[Your goal] Output only the lines that run from the line holding "the butterfly eye" to the end of the entries, both ends included, and skip the pictures.

-- Provided data start --

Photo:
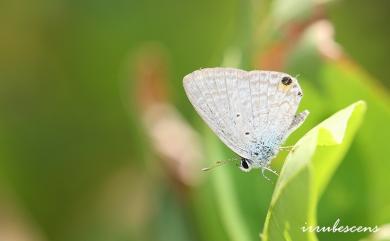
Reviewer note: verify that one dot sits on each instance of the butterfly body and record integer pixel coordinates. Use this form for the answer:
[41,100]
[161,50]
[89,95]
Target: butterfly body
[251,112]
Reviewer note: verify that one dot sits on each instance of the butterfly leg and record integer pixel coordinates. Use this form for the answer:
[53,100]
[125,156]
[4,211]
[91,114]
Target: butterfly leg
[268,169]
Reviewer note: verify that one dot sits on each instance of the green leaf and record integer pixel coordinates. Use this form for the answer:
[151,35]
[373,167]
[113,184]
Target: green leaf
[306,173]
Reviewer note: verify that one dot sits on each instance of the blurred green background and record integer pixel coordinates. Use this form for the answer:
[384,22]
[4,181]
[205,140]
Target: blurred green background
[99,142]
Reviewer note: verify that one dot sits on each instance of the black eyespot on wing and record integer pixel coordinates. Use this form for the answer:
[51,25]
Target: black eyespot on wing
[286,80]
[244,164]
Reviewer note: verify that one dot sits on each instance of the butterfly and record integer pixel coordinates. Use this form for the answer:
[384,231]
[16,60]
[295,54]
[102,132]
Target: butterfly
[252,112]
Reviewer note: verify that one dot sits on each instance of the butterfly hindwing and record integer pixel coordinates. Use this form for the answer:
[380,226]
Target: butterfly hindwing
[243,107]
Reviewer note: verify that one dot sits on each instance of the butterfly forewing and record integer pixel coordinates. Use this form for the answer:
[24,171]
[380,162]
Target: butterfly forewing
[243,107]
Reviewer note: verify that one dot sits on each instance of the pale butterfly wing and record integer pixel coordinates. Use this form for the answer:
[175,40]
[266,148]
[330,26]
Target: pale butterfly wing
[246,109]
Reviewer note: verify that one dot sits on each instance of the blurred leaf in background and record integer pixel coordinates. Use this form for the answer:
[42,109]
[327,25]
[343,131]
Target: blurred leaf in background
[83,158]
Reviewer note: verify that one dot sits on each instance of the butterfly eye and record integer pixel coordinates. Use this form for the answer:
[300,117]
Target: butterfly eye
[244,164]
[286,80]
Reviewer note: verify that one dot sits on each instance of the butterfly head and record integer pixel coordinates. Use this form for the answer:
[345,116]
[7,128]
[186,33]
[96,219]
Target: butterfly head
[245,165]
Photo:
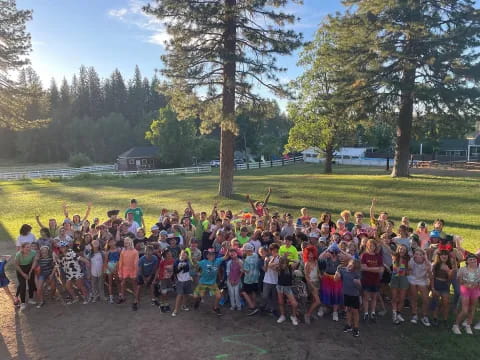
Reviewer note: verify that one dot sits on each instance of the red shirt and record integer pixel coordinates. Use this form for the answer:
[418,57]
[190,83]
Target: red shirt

-- Provided data end --

[Final result]
Reviewer note: verify that one dot sits on each instance of the butterfly eye and record integer pixel coordinates. Use this form for the answer:
[300,117]
Target: butterfly eye
[244,164]
[286,80]
Reviewer note: verify that one dot sits on each instance of the butterfly head and record integer pixel coordinates. Use this form for the answer:
[345,116]
[7,128]
[186,33]
[96,219]
Target: butterfly head
[245,165]
Photo:
Reviewer note: verify that one dot sits on each instance of the red shirt and record integer pixel coordinates. Use this form for the answer:
[418,57]
[190,83]
Target: red shirt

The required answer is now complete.